[start Page text]

Brief facts of this case are that the assessee is a Public Sector Undertaking formed by the Central Government order dated 27.09.1975. For AY 2004-05, return of income was filed on 25.10.2004 by the assessee declaring a total income of Rs. Nil and book profit of Rs.289.77 cr. An order u/s. 143(3) of the Act was passed on 24.01.2006. The AO made an addition of Rs.105,99,93,000/- u/s. 14A of the Act, aggrieved by which the assessee carried the matter in appeal before the Ld. CIT(A) in Appeal No. CIT(A)-5/Kol/163/Cir-5/09-10, and by way of an order dated 04.06.2008 the Ld. CIT(A) deleted the additions made by the AO on account of section 14A of the Act.
2 ITA No. 357 & 1320/Kol/2013 Coal India Limited., AY 2004-05 3. While the matter stood thus, on 21.03.2011 the AO issued a notice u/s. 148 of the Act and by an order dated 30.12.2011 the AO concluded that there was under assessment of income to a tune of Rs.98.49 cr. and to that extent income had escaped assessment. Challenging this order reopening the assessment, the assessee carried the matter in appeal before the Ld. CIT(A) vide Appeal No. 255/CIT(A)-VI/Cir-5/11-12/Kol, and the Ld. CIT(A) by order dated 12.12.2012 i.e. the impugned order held that the reopening of assessment u/s. 147 of the Act was bad in law. However, he also held that any disallowance u/s. 14A of the Act has to be added back u/s. 115JB of the Act. Hence, challenging the said findings, both the assessee and revenue approached this Tribunal in these appeals. Challenging the quashing of reassessment, Revenue filed ITA No. 1320/Kol/2013 whereas challenging the finding of Ld. CIT(A) that the disallowance made u/s. 14A of the act is liable to be added while computing book profit u/s. 115JB of the Act, the assessee filed ITA No. 357/Kol/2013 on the following grounds:
Revenue’s Ground of appeal
“1. That on the facts and circumstances of the case, the Ld. CIT(A) has erred in law in quashing the reassessment made u/s. 147/143(3), treating the same as bad in law.” Assessee’s ground of appeal
“1(a) That on the facts and circumstances of the case, the Ld. CIT(A) has erred in holding that disallowance under section 14A of the Act is liable to be added while computing book profits under section 115JB of the Act. 1(b) That the finding of the Ld. CIT(A) is contrary to the facts and circumstances of the case.” 4. At the time of hearing Ld. AR argued that the reassessment proceedings initiated after four years from the end of relevant assessment year are bad and since there is no tangible material or information that has come to the possession of the AO subsequent to the orders u/s. 143(3) of the Act, the reassessment proceedings are void ab initio. He further contended that since the addition u/s. 14A of the Act was the issue directly and substantially involved in the appeal before the Ld. CIT(A) after conclusion of such an appeal the AO does not have jurisdiction for reassessment in so far as section 14A of the Act is concerned. He further submitted that since the reassessment itself is bad the observations of Ld. CIT(A) that whatever may be the additions that are sought to be made u/s. 14A of the Act have to be added back u/s. 115JB of the Act cannot be countenanced.

[end Page text]
[start Records shown]

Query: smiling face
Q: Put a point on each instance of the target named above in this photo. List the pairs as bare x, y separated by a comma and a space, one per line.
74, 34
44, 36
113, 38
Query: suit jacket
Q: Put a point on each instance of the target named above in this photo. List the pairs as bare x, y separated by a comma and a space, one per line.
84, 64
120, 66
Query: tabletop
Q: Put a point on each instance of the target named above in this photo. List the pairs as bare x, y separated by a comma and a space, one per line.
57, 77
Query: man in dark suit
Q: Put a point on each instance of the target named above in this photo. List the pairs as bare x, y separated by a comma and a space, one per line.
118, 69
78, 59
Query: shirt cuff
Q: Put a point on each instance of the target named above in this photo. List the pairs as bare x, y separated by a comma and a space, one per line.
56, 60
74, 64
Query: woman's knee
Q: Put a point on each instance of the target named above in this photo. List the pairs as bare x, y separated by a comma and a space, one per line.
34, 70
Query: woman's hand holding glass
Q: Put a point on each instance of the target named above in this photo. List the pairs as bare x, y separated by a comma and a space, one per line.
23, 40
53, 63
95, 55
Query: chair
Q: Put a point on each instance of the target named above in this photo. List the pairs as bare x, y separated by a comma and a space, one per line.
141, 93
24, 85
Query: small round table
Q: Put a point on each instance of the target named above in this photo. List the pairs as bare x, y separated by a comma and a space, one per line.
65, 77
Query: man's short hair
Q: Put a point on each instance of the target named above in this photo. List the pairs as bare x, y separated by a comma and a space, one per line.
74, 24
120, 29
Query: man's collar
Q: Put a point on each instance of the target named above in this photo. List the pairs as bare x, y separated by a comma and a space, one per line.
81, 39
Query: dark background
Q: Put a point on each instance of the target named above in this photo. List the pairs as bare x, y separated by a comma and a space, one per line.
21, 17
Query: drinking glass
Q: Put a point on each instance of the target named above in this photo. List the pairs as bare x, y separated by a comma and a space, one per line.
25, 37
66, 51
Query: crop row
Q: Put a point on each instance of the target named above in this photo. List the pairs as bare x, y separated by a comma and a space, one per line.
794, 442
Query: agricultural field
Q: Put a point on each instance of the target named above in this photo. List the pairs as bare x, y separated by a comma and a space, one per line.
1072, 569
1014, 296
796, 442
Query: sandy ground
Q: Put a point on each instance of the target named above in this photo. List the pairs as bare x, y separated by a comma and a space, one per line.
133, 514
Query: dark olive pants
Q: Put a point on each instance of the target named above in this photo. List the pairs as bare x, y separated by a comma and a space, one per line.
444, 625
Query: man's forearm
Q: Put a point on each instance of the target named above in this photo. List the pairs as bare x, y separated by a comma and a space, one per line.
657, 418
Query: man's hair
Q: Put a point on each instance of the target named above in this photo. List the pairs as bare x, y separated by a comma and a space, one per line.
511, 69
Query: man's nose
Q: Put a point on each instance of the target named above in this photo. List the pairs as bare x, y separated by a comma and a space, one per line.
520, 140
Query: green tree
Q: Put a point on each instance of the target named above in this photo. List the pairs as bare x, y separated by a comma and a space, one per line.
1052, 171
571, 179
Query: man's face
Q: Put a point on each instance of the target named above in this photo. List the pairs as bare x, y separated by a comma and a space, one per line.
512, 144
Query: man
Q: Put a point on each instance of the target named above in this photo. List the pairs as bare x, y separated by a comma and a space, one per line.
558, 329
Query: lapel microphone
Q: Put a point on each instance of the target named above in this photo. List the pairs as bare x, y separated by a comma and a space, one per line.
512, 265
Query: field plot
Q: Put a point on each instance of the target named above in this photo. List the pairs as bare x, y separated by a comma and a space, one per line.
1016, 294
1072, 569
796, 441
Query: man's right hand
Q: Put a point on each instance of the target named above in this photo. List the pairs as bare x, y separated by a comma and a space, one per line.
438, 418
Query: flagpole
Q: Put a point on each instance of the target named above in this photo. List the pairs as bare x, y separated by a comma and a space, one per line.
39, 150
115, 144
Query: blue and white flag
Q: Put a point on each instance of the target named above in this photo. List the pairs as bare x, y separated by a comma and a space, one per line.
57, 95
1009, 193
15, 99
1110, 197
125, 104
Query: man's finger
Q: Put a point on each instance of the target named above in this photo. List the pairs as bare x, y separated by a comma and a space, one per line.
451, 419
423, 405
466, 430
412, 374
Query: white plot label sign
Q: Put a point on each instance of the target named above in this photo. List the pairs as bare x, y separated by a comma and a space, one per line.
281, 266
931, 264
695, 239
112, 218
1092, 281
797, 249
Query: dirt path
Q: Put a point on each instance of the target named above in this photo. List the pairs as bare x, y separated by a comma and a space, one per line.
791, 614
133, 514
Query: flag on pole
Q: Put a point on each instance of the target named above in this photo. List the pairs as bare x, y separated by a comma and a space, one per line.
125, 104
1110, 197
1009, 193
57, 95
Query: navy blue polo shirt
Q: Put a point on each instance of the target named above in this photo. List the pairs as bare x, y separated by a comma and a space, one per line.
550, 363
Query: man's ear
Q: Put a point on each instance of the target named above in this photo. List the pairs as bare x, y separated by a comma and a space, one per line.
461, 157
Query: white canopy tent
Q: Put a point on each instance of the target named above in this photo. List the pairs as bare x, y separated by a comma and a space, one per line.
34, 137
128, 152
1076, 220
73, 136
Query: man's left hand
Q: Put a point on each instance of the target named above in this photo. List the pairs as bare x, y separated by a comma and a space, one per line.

[end Records shown]

=== The tasks ===
1) Revise the tax appeal excerpt by giving everything from "Brief facts of" down to "14A of the Act." again, with "assessee" replaced by "taxpayer".
2) Pull out every line of the entries that contains the string "white". Case counts.

=== Answers to the tasks ===
1)
Brief facts of this case are that the taxpayer is a Public Sector Undertaking formed by the Central Government order dated 27.09.1975. For AY 2004-05, return of income was filed on 25.10.2004 by the taxpayer declaring a total income of Rs. Nil and book profit of Rs.289.77 cr. An order u/s. 143(3) of the Act was passed on 24.01.2006. The AO made an addition of Rs.105,99,93,000/- u/s. 14A of the Act, aggrieved by which the taxpayer carried the matter in appeal before the Ld. CIT(A) in Appeal No. CIT(A)-5/Kol/163/Cir-5/09-10, and by way of an order dated 04.06.2008 the Ld. CIT(A) deleted the additions made by the AO on account of section 14A of the Act.

2)
Query: blue and white flag
Query: white plot label sign
Query: white canopy tent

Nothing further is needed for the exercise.